* [Data listing]:

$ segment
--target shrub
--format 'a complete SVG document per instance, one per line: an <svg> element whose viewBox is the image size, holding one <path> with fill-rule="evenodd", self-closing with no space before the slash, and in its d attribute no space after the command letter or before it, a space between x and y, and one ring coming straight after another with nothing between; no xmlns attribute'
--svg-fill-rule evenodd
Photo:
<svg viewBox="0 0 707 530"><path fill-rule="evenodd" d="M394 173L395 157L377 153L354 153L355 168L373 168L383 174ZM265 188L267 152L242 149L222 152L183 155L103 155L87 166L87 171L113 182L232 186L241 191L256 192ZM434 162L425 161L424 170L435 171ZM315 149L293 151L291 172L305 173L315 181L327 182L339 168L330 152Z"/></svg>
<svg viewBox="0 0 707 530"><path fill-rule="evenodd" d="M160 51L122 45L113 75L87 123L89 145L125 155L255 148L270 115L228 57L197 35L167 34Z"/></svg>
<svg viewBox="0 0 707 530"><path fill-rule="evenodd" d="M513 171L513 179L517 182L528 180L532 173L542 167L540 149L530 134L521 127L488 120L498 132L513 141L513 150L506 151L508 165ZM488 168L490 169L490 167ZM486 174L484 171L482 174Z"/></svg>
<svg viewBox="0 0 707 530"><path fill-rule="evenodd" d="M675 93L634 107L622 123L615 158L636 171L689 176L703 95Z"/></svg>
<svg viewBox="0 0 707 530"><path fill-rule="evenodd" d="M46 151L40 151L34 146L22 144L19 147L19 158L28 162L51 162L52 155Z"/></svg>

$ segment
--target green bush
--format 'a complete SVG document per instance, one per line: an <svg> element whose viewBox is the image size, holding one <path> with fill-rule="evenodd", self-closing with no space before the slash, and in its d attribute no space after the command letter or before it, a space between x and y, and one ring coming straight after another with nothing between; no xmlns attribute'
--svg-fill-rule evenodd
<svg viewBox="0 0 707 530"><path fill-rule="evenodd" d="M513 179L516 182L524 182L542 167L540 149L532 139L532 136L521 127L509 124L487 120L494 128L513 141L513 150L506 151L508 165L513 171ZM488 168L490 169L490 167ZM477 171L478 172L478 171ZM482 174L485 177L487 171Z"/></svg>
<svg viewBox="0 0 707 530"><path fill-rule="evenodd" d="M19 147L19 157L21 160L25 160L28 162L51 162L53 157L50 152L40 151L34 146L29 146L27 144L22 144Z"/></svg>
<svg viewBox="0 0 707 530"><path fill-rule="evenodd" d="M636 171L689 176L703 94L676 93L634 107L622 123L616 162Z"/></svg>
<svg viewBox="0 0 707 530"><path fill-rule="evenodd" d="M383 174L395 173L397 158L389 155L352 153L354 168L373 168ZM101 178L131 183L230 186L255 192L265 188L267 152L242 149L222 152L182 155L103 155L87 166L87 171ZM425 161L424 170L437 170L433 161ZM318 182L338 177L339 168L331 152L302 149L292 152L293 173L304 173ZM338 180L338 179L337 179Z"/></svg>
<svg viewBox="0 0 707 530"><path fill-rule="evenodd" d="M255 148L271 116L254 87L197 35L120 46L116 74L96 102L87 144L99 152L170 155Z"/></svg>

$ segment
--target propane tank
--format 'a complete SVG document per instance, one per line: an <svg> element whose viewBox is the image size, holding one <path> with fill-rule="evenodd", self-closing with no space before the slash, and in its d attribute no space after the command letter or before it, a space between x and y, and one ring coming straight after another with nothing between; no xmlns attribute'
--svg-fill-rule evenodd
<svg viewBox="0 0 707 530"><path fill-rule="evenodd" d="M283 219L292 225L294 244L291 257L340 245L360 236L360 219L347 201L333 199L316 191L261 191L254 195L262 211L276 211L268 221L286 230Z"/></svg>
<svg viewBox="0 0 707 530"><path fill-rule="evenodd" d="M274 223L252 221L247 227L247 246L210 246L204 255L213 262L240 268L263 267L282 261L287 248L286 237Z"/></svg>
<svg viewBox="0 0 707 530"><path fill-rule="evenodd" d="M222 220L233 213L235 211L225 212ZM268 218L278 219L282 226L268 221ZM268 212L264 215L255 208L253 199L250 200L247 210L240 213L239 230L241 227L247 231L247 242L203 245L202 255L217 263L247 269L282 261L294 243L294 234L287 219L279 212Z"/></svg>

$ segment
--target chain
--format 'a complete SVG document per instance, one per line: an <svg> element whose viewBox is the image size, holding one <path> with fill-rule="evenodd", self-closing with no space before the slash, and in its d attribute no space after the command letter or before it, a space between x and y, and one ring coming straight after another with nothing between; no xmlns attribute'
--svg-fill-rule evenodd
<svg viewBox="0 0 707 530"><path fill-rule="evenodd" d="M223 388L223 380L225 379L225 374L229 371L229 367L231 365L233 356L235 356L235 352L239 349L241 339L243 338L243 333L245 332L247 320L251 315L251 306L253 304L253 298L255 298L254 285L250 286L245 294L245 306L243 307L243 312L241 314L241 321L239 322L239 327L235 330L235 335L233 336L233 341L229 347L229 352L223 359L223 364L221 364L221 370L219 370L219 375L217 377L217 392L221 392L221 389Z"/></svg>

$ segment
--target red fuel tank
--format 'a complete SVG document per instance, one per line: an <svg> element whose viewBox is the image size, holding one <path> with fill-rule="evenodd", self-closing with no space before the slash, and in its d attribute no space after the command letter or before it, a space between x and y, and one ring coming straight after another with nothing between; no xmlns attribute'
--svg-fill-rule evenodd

* [Exercise brief]: Rewrite every line of the listing above as a JSON list of strings, one string per line, leaving out blank lines.

* [Written answer]:
[
  "$ segment",
  "--target shrub",
  "--format 'a complete SVG document per instance, one per line: an <svg> element whose viewBox is the image size, holding one <path> with fill-rule=\"evenodd\", self-closing with no space before the slash, and in its d attribute no space after the command letter or before it, a space between x and y, and one ring coming straight after another with nothing between; no xmlns attribute'",
  "--svg-fill-rule evenodd",
  "Photo:",
  "<svg viewBox=\"0 0 707 530\"><path fill-rule=\"evenodd\" d=\"M394 173L395 157L377 153L354 153L355 168L373 168L383 174ZM265 188L267 152L242 149L222 152L183 155L103 155L87 166L87 171L113 182L232 186L241 191L256 192ZM434 162L425 161L424 170L435 171ZM315 149L293 151L291 172L305 173L315 181L327 182L339 168L330 152Z\"/></svg>",
  "<svg viewBox=\"0 0 707 530\"><path fill-rule=\"evenodd\" d=\"M160 51L122 45L113 75L87 123L89 145L125 155L255 148L270 115L228 57L197 35L167 34Z\"/></svg>",
  "<svg viewBox=\"0 0 707 530\"><path fill-rule=\"evenodd\" d=\"M513 171L513 179L517 182L528 180L532 173L542 167L540 149L530 134L521 127L488 120L498 132L513 141L513 150L506 151L508 165ZM488 168L490 169L490 167ZM486 174L484 171L482 174Z\"/></svg>",
  "<svg viewBox=\"0 0 707 530\"><path fill-rule=\"evenodd\" d=\"M675 93L634 107L622 123L615 158L636 171L689 176L703 95Z\"/></svg>",
  "<svg viewBox=\"0 0 707 530\"><path fill-rule=\"evenodd\" d=\"M46 151L40 151L34 146L22 144L19 147L19 158L28 162L51 162L52 155Z\"/></svg>",
  "$ segment",
  "--target green bush",
  "--format 'a complete SVG document per instance, one per line: an <svg> element whose viewBox is the image size, holding one <path> with fill-rule=\"evenodd\", self-closing with no space before the slash, and in its d attribute no space after the command letter or before it, a space between x and y, and one ring coming straight after another with nothing between; no xmlns attribute'",
  "--svg-fill-rule evenodd",
  "<svg viewBox=\"0 0 707 530\"><path fill-rule=\"evenodd\" d=\"M513 179L516 182L524 182L542 167L540 149L532 139L532 136L521 127L509 124L487 120L494 128L513 141L513 150L506 151L508 165L513 171ZM488 168L490 169L490 167ZM477 171L478 172L478 171ZM482 174L485 177L487 171Z\"/></svg>",
  "<svg viewBox=\"0 0 707 530\"><path fill-rule=\"evenodd\" d=\"M19 147L19 157L21 160L25 160L28 162L51 162L53 157L50 152L40 151L34 146L29 146L27 144L22 144Z\"/></svg>",
  "<svg viewBox=\"0 0 707 530\"><path fill-rule=\"evenodd\" d=\"M636 171L689 176L703 94L676 93L634 107L622 123L616 162Z\"/></svg>",
  "<svg viewBox=\"0 0 707 530\"><path fill-rule=\"evenodd\" d=\"M383 174L395 173L397 158L389 155L352 153L354 168L373 168ZM101 178L131 183L230 186L255 192L265 188L267 152L242 149L222 152L182 155L103 155L87 166L87 171ZM425 161L424 170L437 170L433 161ZM318 182L338 177L339 168L331 152L302 149L292 152L293 173L304 173ZM338 180L338 179L337 179Z\"/></svg>",
  "<svg viewBox=\"0 0 707 530\"><path fill-rule=\"evenodd\" d=\"M255 148L271 116L254 87L197 35L120 46L116 74L96 102L87 144L99 152L170 155Z\"/></svg>",
  "$ segment",
  "--target propane tank",
  "--format 'a complete SVG document per instance, one per line: an <svg> element whose viewBox is the image size, holding one <path> with fill-rule=\"evenodd\", self-closing with no space before the slash, and in its d attribute no space after the command letter or before it, a space between x and y, and one ring coming straight after another with nothing between; no xmlns attribute'",
  "--svg-fill-rule evenodd",
  "<svg viewBox=\"0 0 707 530\"><path fill-rule=\"evenodd\" d=\"M283 219L292 225L294 244L291 257L340 245L360 236L360 219L347 201L333 199L316 191L261 191L254 195L262 211L276 211L268 221L286 230Z\"/></svg>",
  "<svg viewBox=\"0 0 707 530\"><path fill-rule=\"evenodd\" d=\"M274 223L252 221L247 227L247 246L210 246L204 255L213 262L240 268L263 267L282 261L287 248L286 237Z\"/></svg>",
  "<svg viewBox=\"0 0 707 530\"><path fill-rule=\"evenodd\" d=\"M222 220L233 213L235 211L225 212ZM268 218L278 219L282 226L268 221ZM268 212L264 215L255 208L253 199L250 200L247 210L240 213L239 230L241 227L247 231L247 242L203 245L202 255L217 263L247 269L282 261L294 243L294 234L287 219L279 212Z\"/></svg>",
  "$ segment",
  "--target chain",
  "--format 'a complete SVG document per instance, one per line: an <svg> element whose viewBox is the image size, holding one <path> with fill-rule=\"evenodd\", self-closing with no space before the slash, and in its d attribute no space after the command letter or before it, a space between x and y, and one ring coming straight after another with nothing between; no xmlns attribute'",
  "--svg-fill-rule evenodd",
  "<svg viewBox=\"0 0 707 530\"><path fill-rule=\"evenodd\" d=\"M223 388L223 380L225 379L225 374L229 371L229 367L231 365L233 356L235 356L235 352L239 349L241 339L243 338L243 333L245 332L247 320L251 315L251 306L253 304L253 298L255 298L254 285L250 286L245 294L245 306L243 307L243 312L241 314L241 321L239 322L239 327L235 330L235 335L233 336L233 341L229 347L229 352L223 359L223 364L221 364L221 370L219 370L219 375L217 377L217 392L221 392L221 389Z\"/></svg>",
  "$ segment",
  "--target red fuel tank",
  "--format 'a complete SVG document per instance, one per line: an <svg> element whose viewBox is the image size, holding one <path> with fill-rule=\"evenodd\", self-closing with no space before the slash, and in its d attribute no space after the command letter or before it, a space between x and y, and one ring coming straight after another with nothing between; no xmlns attribute'",
  "--svg-fill-rule evenodd"
]